§ What you have to do
Work through the records below, line by line, and say how many lines include "pectoral", with nothing else.

§ Information provided
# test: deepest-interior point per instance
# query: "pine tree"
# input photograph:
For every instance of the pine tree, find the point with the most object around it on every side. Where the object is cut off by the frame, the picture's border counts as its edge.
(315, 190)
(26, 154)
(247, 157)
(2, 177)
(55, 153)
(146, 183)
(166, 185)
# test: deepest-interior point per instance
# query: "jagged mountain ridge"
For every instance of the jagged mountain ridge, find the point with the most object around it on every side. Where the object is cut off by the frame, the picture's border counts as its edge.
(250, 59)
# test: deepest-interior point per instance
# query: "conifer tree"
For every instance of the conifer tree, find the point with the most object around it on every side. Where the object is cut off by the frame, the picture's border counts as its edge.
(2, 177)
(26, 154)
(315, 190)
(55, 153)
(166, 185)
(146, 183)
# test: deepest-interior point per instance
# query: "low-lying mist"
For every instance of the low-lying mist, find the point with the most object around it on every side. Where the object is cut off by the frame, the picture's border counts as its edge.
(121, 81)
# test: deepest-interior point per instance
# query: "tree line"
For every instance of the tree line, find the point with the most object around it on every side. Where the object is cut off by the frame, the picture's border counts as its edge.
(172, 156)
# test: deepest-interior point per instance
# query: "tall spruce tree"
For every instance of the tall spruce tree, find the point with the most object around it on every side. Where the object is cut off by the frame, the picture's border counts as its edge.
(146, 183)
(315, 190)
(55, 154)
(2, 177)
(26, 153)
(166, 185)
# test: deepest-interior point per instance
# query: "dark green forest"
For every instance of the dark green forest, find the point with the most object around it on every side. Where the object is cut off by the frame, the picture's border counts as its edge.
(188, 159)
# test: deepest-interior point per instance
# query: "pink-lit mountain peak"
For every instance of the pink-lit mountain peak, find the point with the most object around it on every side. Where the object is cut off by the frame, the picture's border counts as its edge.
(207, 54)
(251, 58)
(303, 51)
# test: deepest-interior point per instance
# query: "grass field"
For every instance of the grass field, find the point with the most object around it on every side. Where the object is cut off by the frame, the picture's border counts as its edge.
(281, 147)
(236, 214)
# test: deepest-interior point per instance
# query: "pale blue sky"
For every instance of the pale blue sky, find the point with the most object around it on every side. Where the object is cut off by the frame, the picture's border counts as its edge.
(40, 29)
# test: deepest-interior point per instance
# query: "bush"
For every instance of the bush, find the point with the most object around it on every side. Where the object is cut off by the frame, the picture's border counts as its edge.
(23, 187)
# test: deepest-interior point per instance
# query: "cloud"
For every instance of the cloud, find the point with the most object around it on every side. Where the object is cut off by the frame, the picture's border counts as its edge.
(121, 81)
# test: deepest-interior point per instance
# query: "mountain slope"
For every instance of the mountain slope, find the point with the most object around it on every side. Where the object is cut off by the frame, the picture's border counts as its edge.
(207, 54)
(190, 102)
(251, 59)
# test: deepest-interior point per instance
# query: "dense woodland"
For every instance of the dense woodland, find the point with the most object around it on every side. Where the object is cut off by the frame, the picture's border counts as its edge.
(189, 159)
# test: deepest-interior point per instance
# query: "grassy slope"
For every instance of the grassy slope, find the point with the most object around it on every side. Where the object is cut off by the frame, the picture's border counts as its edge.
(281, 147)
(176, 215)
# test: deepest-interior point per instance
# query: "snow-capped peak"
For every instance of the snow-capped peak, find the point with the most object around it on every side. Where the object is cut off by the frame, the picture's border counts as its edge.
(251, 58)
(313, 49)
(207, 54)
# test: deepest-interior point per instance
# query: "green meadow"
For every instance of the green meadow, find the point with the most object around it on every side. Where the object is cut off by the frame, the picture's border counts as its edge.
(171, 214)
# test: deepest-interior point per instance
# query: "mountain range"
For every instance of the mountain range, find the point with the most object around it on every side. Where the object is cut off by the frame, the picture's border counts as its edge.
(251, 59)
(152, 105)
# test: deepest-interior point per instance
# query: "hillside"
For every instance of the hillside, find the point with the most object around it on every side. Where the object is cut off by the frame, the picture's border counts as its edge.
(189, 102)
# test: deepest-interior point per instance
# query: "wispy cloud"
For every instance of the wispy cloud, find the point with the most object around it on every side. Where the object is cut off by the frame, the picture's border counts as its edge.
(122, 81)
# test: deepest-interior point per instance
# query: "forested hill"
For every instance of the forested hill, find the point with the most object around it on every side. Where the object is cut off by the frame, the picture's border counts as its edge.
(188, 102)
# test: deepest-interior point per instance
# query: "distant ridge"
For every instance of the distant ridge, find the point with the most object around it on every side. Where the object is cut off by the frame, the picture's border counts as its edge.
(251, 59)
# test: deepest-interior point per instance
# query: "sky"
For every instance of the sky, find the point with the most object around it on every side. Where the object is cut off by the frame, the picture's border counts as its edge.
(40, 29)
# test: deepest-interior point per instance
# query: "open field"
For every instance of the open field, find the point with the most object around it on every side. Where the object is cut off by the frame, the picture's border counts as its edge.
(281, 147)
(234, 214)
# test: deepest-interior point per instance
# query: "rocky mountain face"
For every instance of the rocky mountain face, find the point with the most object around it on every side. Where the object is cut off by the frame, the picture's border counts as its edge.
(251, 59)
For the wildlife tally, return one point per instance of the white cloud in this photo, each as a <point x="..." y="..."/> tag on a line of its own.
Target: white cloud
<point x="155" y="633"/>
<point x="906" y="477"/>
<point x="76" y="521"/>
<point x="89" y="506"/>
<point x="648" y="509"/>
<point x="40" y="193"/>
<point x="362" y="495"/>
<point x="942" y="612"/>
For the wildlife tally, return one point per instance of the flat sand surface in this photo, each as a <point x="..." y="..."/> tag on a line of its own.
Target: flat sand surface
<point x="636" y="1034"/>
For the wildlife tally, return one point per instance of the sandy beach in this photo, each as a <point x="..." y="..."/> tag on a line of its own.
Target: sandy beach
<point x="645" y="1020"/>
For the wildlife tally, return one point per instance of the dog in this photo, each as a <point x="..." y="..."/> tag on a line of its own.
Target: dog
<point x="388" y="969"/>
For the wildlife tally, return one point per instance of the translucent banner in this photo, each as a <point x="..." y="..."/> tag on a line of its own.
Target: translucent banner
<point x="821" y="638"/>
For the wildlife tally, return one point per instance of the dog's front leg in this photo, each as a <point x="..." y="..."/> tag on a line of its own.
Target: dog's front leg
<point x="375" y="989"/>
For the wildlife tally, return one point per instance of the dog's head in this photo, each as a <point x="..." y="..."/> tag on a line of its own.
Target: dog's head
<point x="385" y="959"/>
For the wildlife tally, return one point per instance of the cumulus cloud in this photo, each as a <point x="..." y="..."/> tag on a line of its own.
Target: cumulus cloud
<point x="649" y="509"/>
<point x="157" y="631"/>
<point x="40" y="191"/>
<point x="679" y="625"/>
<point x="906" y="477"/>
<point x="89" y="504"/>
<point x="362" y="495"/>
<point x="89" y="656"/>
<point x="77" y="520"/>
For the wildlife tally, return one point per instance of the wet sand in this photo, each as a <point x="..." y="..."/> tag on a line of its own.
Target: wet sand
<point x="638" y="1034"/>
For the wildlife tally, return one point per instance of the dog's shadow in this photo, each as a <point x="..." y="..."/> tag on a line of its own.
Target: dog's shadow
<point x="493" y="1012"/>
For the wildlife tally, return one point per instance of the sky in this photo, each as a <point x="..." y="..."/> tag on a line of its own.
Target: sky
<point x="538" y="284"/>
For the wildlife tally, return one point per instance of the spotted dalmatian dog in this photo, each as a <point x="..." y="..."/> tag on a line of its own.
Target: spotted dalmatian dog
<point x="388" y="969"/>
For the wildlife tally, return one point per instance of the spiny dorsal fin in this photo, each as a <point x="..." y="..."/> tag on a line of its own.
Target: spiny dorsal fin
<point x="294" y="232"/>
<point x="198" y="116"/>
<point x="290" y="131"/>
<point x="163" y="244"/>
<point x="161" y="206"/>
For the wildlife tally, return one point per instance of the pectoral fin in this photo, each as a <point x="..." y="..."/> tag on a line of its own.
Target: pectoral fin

§ Expected output
2